| Task details |
Change every "marker" to "dot" in everything from the line containing "van front bumper." down to the line containing "[(141, 233)]". Write out only those lines, with nothing else altered.

| Exercise material |

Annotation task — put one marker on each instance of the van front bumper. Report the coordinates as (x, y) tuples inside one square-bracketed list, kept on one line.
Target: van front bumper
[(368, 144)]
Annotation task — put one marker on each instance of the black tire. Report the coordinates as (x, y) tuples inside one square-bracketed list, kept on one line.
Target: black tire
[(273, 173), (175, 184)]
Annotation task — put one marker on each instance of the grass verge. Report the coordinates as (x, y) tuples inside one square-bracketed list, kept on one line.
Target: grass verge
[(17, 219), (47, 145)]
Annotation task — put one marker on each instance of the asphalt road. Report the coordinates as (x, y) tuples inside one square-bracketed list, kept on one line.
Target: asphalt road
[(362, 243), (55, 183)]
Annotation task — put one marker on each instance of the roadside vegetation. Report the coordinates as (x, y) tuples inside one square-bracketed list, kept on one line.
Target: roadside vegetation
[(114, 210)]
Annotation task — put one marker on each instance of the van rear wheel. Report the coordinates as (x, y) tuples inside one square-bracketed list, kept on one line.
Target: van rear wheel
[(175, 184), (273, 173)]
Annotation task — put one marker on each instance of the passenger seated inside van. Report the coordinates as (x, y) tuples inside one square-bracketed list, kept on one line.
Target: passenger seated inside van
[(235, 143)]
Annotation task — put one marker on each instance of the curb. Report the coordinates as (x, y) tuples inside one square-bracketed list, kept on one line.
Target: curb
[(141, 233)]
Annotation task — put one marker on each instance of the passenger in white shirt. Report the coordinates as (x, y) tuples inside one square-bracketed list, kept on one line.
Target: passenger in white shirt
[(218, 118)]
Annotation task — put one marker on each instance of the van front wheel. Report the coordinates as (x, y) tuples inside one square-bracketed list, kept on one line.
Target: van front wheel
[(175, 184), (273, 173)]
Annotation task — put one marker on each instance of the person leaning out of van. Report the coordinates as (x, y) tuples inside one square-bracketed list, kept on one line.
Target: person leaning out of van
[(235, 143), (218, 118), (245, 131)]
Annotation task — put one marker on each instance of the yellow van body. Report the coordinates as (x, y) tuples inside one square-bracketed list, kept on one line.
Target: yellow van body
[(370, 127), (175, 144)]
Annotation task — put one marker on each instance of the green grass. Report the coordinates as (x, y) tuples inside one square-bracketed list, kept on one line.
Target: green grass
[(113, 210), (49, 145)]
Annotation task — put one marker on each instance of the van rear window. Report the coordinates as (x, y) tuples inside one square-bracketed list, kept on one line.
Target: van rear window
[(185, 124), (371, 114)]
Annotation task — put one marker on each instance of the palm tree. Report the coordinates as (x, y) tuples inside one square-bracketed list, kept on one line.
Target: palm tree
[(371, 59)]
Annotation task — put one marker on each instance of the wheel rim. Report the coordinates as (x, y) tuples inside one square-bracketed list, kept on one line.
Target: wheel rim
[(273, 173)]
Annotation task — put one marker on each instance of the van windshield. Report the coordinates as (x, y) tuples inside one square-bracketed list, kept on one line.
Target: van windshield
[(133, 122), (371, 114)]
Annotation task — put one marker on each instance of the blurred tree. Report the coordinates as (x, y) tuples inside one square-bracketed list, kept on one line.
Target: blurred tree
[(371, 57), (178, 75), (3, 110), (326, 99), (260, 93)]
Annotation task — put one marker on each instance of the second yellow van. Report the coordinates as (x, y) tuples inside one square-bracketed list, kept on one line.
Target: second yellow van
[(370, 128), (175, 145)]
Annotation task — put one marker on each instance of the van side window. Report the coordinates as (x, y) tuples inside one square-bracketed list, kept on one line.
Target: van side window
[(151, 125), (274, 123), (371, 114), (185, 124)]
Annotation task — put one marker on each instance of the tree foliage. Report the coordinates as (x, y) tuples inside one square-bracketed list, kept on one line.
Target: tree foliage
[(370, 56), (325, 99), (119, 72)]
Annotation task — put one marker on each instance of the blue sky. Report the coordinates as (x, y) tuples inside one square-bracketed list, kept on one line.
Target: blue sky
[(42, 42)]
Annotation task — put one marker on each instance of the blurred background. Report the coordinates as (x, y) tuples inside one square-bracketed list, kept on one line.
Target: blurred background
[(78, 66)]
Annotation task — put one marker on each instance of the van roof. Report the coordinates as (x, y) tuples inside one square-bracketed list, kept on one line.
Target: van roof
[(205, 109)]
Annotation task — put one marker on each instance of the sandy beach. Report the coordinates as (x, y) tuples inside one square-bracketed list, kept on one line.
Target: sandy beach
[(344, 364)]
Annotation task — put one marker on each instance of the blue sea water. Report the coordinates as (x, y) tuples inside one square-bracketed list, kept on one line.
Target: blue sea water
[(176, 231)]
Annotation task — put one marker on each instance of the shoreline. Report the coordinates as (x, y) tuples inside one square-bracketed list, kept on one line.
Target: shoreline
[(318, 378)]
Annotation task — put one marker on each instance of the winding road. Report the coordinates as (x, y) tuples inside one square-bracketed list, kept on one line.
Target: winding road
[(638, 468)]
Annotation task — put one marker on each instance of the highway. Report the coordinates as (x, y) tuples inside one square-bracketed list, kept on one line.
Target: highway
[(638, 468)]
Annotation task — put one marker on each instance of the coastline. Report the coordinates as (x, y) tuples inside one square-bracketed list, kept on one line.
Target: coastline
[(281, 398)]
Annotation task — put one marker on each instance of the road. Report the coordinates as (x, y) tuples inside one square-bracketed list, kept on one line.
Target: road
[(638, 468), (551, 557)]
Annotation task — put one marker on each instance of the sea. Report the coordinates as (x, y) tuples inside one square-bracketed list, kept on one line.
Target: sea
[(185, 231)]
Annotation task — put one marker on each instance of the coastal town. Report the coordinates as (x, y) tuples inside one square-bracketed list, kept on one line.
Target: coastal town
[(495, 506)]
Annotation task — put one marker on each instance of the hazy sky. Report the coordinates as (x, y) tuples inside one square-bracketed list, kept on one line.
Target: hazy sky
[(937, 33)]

---

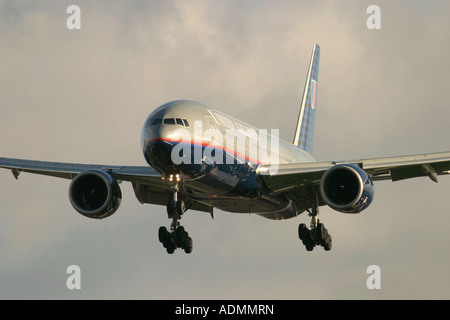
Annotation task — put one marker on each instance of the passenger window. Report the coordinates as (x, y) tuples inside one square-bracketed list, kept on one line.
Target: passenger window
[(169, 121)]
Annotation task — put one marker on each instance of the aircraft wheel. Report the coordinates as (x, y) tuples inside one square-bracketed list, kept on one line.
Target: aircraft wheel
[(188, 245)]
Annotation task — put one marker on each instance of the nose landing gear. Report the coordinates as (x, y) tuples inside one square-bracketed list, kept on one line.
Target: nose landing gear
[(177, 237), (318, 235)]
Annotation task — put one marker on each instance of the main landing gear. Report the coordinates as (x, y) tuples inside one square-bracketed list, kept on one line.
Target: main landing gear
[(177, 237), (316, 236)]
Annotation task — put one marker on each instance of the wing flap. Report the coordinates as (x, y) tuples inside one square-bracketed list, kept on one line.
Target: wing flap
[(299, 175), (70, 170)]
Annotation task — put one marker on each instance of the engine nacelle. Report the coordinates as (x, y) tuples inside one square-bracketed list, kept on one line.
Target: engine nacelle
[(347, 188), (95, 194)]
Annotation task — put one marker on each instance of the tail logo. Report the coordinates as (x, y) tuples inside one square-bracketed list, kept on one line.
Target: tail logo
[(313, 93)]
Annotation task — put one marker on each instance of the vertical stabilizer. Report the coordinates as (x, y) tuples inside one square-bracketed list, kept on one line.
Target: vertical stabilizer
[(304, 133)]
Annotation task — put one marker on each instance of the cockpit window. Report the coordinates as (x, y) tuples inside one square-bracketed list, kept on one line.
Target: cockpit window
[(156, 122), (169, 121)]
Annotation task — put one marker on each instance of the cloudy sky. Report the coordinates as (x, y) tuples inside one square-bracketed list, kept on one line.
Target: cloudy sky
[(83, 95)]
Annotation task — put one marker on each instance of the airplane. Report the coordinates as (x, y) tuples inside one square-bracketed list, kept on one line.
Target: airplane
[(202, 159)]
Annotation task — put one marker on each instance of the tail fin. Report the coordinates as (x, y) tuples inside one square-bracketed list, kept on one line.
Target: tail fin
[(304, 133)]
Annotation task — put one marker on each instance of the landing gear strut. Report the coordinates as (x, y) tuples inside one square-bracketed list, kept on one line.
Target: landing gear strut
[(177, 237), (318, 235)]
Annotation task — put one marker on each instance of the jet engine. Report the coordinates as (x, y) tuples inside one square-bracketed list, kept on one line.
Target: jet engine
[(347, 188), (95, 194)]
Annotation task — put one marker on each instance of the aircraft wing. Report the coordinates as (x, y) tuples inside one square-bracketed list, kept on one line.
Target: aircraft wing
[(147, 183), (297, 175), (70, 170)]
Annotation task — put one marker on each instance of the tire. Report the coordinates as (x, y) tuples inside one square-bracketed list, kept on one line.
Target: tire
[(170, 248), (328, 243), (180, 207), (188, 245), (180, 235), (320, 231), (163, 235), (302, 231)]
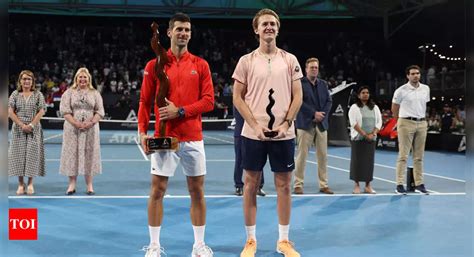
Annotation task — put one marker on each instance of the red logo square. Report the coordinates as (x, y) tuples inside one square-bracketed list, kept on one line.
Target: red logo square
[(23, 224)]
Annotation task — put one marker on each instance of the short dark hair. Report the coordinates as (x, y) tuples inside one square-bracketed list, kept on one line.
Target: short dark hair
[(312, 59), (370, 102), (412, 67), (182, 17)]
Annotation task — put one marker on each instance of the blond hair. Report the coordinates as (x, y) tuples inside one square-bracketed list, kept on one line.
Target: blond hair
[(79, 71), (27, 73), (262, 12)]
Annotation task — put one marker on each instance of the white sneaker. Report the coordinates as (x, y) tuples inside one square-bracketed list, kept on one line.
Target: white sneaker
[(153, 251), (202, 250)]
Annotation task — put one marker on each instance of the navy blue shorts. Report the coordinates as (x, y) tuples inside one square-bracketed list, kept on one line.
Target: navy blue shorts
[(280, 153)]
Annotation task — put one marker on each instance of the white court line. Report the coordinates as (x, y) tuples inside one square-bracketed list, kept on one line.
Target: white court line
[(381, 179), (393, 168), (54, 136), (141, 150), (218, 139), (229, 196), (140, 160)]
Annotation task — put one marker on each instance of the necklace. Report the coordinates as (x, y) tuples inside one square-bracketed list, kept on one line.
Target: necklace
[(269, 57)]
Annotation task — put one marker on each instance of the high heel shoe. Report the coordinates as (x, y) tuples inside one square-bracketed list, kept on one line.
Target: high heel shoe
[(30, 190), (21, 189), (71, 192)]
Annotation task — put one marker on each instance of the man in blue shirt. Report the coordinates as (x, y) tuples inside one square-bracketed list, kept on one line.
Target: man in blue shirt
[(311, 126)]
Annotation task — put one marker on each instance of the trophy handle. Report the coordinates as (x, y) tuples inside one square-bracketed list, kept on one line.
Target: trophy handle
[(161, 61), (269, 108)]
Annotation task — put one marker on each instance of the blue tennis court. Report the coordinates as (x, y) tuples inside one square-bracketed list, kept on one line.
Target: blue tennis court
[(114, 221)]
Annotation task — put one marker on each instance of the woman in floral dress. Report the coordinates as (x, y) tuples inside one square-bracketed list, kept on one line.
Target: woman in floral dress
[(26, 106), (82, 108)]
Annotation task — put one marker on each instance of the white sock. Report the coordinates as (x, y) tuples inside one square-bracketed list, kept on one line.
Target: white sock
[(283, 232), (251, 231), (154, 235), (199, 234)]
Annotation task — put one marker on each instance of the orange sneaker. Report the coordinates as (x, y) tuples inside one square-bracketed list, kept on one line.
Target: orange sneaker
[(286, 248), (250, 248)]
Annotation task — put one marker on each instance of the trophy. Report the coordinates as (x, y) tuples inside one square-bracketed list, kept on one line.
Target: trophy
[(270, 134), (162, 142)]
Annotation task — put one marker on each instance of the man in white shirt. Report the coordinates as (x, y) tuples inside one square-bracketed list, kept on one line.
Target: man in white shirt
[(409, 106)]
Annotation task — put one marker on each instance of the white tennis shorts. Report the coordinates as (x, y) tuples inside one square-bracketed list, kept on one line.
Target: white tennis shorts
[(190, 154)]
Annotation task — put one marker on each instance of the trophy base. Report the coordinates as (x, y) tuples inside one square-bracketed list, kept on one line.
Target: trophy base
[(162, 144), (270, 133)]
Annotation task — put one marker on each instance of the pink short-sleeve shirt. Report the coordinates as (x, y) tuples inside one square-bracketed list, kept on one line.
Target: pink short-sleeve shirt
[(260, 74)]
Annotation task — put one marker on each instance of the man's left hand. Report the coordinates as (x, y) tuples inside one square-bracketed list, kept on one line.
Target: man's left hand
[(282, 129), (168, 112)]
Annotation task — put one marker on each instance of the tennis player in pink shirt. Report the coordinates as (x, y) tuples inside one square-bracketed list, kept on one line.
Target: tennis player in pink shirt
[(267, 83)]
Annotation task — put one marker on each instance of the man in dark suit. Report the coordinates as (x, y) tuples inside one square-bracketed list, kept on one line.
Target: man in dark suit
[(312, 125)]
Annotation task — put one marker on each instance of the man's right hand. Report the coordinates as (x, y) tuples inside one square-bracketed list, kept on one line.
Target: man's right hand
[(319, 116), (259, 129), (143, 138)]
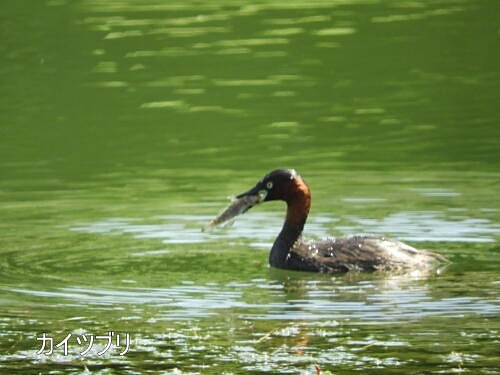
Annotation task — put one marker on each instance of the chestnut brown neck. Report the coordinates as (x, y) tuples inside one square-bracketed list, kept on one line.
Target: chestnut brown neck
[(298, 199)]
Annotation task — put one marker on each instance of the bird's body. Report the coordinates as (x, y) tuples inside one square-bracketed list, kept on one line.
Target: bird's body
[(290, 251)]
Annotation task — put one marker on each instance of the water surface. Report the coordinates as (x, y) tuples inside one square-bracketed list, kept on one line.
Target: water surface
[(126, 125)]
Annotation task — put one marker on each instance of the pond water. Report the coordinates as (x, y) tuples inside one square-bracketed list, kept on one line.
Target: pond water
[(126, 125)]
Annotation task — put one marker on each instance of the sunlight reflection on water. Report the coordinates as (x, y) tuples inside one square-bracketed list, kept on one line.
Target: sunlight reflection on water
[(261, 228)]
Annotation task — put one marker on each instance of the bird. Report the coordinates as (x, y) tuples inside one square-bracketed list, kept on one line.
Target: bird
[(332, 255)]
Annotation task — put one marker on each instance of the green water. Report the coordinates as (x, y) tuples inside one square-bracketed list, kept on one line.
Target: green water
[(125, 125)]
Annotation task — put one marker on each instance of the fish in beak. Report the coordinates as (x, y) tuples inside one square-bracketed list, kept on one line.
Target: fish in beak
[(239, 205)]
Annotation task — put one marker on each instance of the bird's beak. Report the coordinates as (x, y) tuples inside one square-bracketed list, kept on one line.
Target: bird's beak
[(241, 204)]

| Exercise solution |
Annotation task — put one dot on each instance of the van front bumper. Report the coordinates as (x, y) tuples inside one square-bracketed list, kept on one line.
Target: van front bumper
[(368, 144)]
Annotation task — put one dot on each instance of the black tire. Report the coordinates as (x, y) tuples inside one square-bracketed list, kept on one line.
Target: black tire
[(273, 173), (175, 184)]
Annotation task — put one dot on each instance of the grass verge. Report the coordinates as (x, y) tuples inside one square-bracketed list, kept on one line.
Target: grass verge
[(17, 219), (47, 145)]
Annotation task — put one dot on each instance of the asphalt road. Report the coordinates as (x, y) tuples inside one square-bracketed list, kept on one line.
Target: asphalt road
[(362, 243), (55, 183)]
Annotation task — put one dot on each instance of the roadside vegetation. Report the coordinates as (x, y) tuples inside one square-bracketed list, kept on one line.
Target: roadside vegetation
[(114, 210)]
Annotation task — put one dot on each instance of the van rear wheel. Report the coordinates as (x, y) tuples inside one square-bracketed list, kept on one line.
Target: van rear wheel
[(175, 184), (273, 173)]
Annotation task — put one dot on each instance of the passenger seated inside van. Report the coordinates as (x, y) tuples inside one square-bracketed list, kept on one line.
Target: passenger seated inside van
[(235, 143)]
Annotation task — put one dot on each instance of the curb. Report the coordinates as (x, y) tuples inside one square-bracketed list, kept on one line.
Target: curb
[(141, 233)]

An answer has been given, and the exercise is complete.